◆ **PROBLEM TO WORK ON**: Display each line of the data below that contains the string "pink", treating uppercase and lowercase as different.

◆ **RECORDS SUPPLIED**:
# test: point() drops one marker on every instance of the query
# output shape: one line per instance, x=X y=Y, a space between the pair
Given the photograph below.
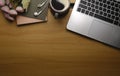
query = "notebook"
x=97 y=19
x=28 y=17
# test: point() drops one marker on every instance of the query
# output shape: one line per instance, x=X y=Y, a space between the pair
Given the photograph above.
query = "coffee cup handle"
x=56 y=15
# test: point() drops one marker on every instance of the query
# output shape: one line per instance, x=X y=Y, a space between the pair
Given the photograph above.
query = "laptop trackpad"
x=103 y=32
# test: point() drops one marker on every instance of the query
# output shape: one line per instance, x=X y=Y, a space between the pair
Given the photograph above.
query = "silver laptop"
x=97 y=19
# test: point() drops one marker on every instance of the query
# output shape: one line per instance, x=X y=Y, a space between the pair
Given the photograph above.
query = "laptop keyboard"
x=107 y=10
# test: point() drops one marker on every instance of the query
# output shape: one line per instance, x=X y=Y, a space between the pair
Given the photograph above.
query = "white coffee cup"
x=59 y=8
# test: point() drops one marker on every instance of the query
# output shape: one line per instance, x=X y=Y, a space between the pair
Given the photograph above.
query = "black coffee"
x=57 y=5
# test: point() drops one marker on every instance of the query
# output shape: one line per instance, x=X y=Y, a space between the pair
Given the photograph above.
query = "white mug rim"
x=60 y=10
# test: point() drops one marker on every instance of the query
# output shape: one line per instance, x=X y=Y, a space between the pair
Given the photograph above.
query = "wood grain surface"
x=48 y=49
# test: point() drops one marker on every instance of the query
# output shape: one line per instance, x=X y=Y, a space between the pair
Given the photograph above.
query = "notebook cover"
x=28 y=17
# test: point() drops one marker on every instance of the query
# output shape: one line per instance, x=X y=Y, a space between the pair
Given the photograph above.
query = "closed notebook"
x=28 y=17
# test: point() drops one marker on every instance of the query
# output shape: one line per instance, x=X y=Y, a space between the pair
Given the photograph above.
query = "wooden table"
x=48 y=49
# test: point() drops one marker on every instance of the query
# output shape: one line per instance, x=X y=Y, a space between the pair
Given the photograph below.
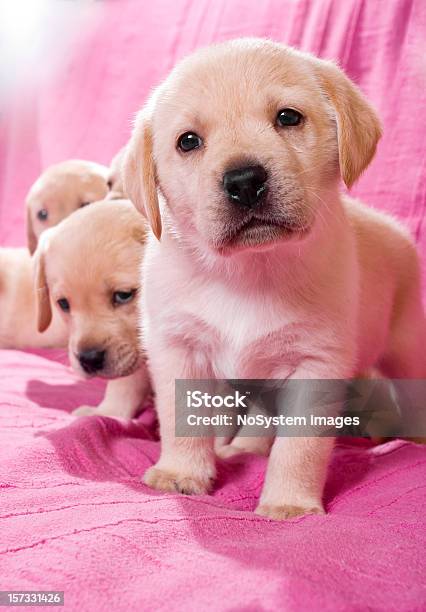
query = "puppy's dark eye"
x=42 y=214
x=123 y=297
x=288 y=117
x=63 y=304
x=189 y=141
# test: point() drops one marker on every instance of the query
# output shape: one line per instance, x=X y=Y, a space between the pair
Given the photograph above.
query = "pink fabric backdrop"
x=74 y=514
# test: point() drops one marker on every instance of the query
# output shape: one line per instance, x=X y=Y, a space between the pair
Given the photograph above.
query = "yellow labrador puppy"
x=59 y=191
x=87 y=272
x=264 y=269
x=62 y=189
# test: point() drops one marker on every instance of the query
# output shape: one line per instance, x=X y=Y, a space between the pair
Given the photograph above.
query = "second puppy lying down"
x=87 y=268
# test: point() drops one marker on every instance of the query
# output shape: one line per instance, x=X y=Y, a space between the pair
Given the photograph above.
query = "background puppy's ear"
x=358 y=127
x=138 y=171
x=44 y=309
x=31 y=237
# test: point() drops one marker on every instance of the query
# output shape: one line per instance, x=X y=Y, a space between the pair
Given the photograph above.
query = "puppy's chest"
x=230 y=337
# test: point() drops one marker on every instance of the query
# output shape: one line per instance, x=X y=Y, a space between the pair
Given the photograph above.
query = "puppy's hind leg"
x=405 y=356
x=123 y=396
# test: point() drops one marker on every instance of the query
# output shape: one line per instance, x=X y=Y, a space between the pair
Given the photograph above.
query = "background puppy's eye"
x=42 y=214
x=63 y=304
x=288 y=117
x=123 y=297
x=189 y=141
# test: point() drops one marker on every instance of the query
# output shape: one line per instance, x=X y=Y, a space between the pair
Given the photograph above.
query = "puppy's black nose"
x=92 y=360
x=245 y=186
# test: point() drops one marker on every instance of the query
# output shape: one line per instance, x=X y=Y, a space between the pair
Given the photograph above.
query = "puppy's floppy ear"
x=138 y=171
x=358 y=127
x=31 y=237
x=44 y=309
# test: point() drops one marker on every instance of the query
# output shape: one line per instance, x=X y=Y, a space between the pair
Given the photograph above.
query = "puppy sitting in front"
x=264 y=270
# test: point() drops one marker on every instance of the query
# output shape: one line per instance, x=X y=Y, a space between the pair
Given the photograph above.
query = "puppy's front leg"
x=297 y=466
x=186 y=465
x=123 y=396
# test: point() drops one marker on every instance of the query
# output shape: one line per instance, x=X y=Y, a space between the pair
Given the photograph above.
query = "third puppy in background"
x=264 y=269
x=60 y=190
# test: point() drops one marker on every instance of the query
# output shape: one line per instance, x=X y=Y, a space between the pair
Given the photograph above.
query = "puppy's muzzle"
x=92 y=360
x=246 y=187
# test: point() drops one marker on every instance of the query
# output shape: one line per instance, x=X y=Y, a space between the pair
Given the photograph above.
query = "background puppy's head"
x=244 y=140
x=59 y=191
x=88 y=267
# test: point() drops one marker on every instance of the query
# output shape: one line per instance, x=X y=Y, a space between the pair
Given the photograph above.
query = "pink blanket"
x=74 y=513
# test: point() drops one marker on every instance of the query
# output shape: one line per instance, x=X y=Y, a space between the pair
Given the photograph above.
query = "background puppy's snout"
x=245 y=186
x=92 y=360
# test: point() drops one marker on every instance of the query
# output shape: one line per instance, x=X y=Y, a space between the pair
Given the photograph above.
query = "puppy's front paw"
x=282 y=513
x=85 y=411
x=164 y=480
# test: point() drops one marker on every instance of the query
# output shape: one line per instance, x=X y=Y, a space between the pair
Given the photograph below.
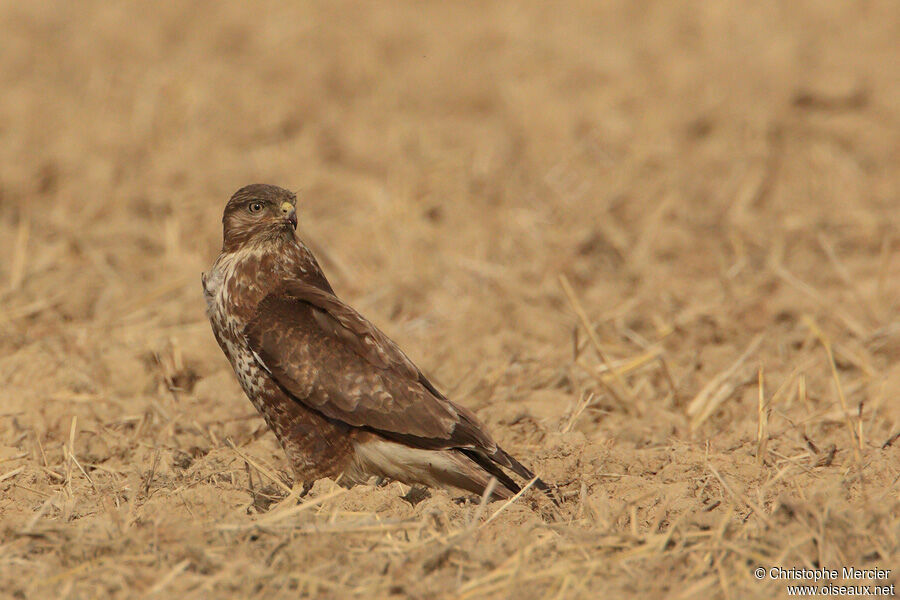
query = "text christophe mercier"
x=804 y=574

◆ **EXERCISE ANSWER**:
query = "pink fabric backdrop"
query = "pink blanket"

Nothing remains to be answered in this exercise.